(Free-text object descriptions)
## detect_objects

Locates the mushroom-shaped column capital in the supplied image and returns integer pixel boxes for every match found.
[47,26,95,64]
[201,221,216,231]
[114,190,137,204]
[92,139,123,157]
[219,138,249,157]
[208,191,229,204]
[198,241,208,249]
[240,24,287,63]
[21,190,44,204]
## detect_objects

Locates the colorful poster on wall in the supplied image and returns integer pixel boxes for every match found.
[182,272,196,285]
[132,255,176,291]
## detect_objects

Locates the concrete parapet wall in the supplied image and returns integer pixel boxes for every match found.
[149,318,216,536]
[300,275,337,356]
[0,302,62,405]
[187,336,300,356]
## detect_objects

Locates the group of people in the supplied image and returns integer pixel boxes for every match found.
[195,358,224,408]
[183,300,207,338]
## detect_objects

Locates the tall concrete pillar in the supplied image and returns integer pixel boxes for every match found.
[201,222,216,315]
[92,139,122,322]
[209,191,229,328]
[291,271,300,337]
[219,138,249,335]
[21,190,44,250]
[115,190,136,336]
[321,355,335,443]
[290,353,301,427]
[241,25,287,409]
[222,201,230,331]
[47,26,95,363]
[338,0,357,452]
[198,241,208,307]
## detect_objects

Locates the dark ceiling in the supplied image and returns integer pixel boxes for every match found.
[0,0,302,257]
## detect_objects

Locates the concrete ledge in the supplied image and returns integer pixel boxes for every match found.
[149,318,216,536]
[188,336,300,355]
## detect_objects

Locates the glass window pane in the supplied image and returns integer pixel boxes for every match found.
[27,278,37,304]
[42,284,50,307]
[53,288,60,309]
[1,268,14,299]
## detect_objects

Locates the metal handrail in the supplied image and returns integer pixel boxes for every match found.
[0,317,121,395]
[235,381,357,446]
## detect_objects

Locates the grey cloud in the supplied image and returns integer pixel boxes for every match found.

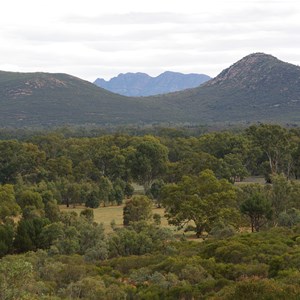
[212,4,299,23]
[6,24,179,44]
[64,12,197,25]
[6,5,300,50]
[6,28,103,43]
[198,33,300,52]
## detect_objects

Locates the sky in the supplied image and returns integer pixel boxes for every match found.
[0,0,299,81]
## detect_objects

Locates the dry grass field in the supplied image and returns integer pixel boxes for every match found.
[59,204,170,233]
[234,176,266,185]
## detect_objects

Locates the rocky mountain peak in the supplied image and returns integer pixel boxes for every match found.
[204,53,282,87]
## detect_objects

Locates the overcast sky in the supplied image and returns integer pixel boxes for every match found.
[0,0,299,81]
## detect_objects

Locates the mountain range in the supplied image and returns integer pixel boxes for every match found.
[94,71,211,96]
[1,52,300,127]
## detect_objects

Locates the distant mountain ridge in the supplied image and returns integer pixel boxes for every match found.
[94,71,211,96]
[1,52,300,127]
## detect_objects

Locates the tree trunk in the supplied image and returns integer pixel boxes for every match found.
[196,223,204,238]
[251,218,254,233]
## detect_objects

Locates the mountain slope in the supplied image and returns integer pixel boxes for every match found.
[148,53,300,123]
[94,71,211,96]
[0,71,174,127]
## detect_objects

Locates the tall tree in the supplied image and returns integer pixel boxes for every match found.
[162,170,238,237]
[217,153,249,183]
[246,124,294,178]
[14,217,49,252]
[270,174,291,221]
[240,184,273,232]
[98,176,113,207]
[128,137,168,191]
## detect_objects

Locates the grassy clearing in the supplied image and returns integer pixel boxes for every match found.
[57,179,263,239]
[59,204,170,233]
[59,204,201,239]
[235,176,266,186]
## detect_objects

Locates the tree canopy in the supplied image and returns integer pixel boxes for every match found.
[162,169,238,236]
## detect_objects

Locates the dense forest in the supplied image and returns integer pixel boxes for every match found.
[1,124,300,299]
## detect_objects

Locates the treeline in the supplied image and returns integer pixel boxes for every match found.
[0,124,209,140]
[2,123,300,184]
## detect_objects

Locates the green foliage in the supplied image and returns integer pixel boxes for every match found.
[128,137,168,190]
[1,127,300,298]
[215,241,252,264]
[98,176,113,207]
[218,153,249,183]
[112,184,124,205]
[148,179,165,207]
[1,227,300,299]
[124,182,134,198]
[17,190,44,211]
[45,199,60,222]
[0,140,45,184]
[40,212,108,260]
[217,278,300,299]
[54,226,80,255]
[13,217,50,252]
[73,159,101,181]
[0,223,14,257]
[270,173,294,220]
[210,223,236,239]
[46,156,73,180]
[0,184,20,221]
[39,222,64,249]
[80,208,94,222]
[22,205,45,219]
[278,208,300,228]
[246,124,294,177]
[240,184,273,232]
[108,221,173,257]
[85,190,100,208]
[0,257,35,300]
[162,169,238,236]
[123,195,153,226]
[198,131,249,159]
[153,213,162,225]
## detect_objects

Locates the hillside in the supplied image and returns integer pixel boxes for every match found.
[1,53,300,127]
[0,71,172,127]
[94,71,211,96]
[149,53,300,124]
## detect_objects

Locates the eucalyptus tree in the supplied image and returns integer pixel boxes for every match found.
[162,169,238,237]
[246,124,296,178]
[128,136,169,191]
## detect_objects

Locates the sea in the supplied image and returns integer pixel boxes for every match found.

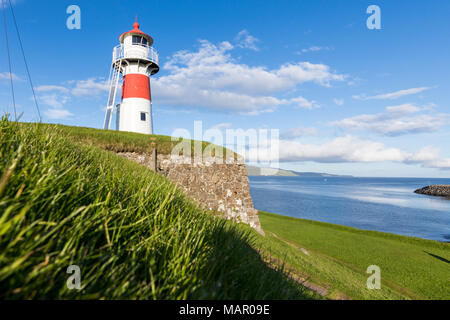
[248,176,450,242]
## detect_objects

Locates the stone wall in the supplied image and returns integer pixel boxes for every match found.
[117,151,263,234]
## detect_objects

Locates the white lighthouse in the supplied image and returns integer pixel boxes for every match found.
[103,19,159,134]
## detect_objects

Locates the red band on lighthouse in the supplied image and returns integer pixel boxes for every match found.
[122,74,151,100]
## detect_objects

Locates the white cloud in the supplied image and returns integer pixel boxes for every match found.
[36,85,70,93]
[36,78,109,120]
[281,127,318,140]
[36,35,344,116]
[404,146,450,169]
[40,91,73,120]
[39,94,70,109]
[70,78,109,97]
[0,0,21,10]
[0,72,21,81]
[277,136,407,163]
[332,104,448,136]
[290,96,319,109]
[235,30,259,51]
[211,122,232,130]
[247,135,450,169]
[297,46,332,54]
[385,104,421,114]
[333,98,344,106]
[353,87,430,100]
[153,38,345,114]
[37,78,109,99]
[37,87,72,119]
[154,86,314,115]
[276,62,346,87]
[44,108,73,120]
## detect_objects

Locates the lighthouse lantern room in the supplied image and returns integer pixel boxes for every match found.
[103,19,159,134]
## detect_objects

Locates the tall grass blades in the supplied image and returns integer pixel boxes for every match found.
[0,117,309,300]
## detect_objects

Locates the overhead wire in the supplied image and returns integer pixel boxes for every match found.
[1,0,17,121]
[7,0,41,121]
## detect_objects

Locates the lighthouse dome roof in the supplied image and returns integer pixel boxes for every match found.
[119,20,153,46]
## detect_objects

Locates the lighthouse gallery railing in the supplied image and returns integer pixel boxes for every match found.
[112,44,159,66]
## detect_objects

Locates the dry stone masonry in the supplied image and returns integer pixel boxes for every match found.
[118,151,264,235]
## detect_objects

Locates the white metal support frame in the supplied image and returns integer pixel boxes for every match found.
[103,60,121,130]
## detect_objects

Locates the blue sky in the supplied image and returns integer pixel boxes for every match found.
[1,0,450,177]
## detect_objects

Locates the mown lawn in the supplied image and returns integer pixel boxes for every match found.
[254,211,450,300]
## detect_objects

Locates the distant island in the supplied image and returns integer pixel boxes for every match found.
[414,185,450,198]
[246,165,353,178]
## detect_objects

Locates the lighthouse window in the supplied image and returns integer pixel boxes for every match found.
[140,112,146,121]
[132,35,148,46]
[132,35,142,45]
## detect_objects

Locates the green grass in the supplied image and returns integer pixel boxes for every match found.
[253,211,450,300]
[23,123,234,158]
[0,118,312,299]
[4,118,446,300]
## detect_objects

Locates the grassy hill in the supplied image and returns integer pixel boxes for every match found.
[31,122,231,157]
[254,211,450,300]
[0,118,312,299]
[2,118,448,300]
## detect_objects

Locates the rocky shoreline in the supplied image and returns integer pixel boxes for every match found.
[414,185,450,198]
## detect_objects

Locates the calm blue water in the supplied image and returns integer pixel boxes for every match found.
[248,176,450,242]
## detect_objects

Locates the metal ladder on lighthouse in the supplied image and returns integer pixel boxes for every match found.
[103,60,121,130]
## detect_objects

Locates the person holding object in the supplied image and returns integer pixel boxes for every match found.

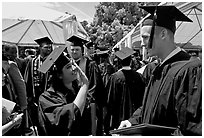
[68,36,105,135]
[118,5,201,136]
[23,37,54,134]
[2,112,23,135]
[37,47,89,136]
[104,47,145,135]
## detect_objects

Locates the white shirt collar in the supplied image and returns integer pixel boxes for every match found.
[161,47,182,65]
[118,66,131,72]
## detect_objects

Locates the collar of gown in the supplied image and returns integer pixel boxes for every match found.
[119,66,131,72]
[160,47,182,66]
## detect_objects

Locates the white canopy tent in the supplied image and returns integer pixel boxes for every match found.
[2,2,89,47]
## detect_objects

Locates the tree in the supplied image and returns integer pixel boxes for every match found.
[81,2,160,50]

ABOUT THIS EXERCISE:
In the data above, the line containing "Locates the rocky shoreline" and all lines after it are to be reproduced exactly, leaving out the pictures.

REPLY TO THE EXERCISE:
Locates the rocky shoreline in the supplied image and returns integer pixel boxes for every match found.
[414,185,450,198]
## detect_objects

Locates the calm blue water in the supplied image and returns integer pixel boxes for every match found.
[248,176,450,242]
## detect_objects

Locates the metal ladder on lighthouse in the supplied image and returns integer pixel boxes for every match found.
[103,60,121,130]
## detect_objects

Locates the person holding object in the supplied image and returns integer pixel boxes for every match found.

[68,36,105,135]
[118,5,201,136]
[23,37,54,134]
[2,112,23,135]
[37,47,89,136]
[104,47,145,135]
## detect_objects

Locates the white shirt collar in the supplied image and returns integer pixel boxes for every match found.
[161,47,182,65]
[118,66,131,72]
## detect_objects

Locates the collar of gown in the supplied image and returns integer pixel boxes for every match found.
[119,66,131,72]
[160,47,182,66]
## detect_objects

Locates the white canopy tent in the supplied image and returns integer pixel boxes for every match found.
[2,2,89,47]
## detect_objects

Locates the tree in the supplied image and returns integer pixel boxes for every match found.
[81,2,160,50]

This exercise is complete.